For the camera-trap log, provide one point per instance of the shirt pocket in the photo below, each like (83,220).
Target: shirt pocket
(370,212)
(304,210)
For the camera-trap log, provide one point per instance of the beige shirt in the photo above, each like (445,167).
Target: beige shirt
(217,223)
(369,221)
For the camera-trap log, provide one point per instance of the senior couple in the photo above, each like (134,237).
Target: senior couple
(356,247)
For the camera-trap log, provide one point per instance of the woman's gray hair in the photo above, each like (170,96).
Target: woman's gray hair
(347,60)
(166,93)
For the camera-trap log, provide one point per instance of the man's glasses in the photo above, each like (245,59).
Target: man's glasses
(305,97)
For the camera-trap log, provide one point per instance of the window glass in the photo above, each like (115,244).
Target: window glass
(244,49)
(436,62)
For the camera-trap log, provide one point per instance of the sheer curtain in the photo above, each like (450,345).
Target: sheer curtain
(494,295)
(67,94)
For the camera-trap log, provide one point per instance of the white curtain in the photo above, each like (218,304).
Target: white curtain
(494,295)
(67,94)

* * *

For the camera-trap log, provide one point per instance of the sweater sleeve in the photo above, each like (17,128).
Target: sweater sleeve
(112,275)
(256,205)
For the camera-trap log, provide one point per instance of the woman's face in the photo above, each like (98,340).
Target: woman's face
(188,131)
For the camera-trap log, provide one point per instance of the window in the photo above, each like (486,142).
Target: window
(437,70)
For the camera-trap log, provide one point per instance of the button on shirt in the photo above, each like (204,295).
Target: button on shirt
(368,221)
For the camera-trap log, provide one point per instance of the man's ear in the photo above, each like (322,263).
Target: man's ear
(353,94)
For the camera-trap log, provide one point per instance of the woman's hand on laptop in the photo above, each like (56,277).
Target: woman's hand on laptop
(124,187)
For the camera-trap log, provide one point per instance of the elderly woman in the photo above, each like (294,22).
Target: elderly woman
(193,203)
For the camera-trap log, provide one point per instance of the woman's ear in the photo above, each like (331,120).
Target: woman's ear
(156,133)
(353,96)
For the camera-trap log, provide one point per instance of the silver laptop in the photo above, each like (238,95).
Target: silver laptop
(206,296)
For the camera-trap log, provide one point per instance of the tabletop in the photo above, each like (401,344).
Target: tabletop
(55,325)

--

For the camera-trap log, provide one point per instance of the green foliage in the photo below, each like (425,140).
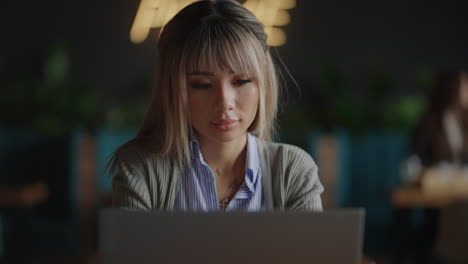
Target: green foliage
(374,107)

__THE PROBLEM__:
Across all the lines of the data, count those that include the word "below" and reply with that number only.

__ANSWER BOX__:
2